[Text for analysis]
You want to buy a dental practice. It’s a big step, but you feel ready. Still, since it’s not only significant investment financially but also in your future, you want to go about it the right way. So, here’s a guide to help you navigate your impending purchase.
Advantages of buying a dental practice
Probably one of the biggest reasons dentists purchase an existing practice as opposed to starting their own is because they acquire a patient base. But you also get a competent, trained dental staff who are familiar with the day-to-day operations of the practice. Plus, if you feel like you lacking in business training, acquiring an existing practice gives you access to business systems that can help relieve some initial pressure in regards to the business side of things.
As we said, this is an investment. That’s why you need to first and foremost decide where you want your practice to be located. That means considering personal things like where your family wants to live, local schools for your kids, your spouse’s career, etc., to make sure you’re setting yourself up to find the right fit.
When looking at location, also consider doing a demographic survey to learn valuable information, such as the dentist to population ratio. This and other details about an area will help determine whether there’s a sustainable patient base for long-term success.
Contact useful sources and advisors
Finding your dream practice is not a lone effort. Look to dental practice brokers, dental supply companies, and postings at dental schools closest to your desired area. These sources, as well as trade journals, may be able to provide listings.
You’ll also need assistance from specialized professionals, which could include:
Transition consultant: This is typically someone involved as a dental practice broker but with more services and knowledge than matching a buyer and seller. Ideally, they would help you locate a practice, analyze the practice, determine the correct price to offer, secure financing, and provide the necessary services to close the sale.
Dual agent: Make sure the listing broker represents not just the seller but also you, the buyer.
Accountant: They should be specialized in healthcare practices to help with the analysis of the dental practice.
Attorney: They should review the sale documents.
Dental practice visits
After you’ve found practices that could be potentially good fits, your dental practice broker or transition consultant should arrange visits. This will give you the opportunity to meet the current owner, get a feel for the atmosphere, and see how the practice functions. This is also an opportunity for you and the current owner to exchange questions so that both parties can determine if a sale feels right.
While you’re visiting practices, it’s also essential to do practice analyses, which will help you learn financial information about each practice.
Making an offer and designing a transition plan
If you find a practice that feels like a good fit, it’s time to make an offer. If the seller accepts your offer, then creating an effective transition plan is next. This should include responsibilities of everyone involved in the transition so that the sale proceeds as it should. The timeline should be strategic so that all items are executable in a timely manner.
Once an offer is accepted, this is also the time to secure financing if you haven’t already. Find an experienced bank to work with for lending. Keep in mind, getting into business with the least amount of debt will serve you better in the long run.
Completing the purchase
At this point, necessary contracts will be drawn up and reviewed by your attorney. If there are any concerns from either party, they will be addressed during the drafting process.
Once the contracts are reviewed and signed, now it’s time to look to the future. How will you help your patients and team adjust to a new dentist? What are your practice goals? Congrats, you’re calling the shots because you own a dental practice.

[Dataset entries]
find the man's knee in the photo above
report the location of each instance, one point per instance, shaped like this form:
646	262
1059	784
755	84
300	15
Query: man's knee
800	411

[Task goal] Please reproduce the passage of the dental practice guide that begins at the words "Dual agent: Make" and stops after "the sale documents.". Nothing in the rows is needed for these tasks.

[Task answer]
Dual agent: Make sure the listing broker represents not just the seller but also you, the buyer.
Accountant: They should be specialized in healthcare practices to help with the analysis of the dental practice.
Attorney: They should review the sale documents.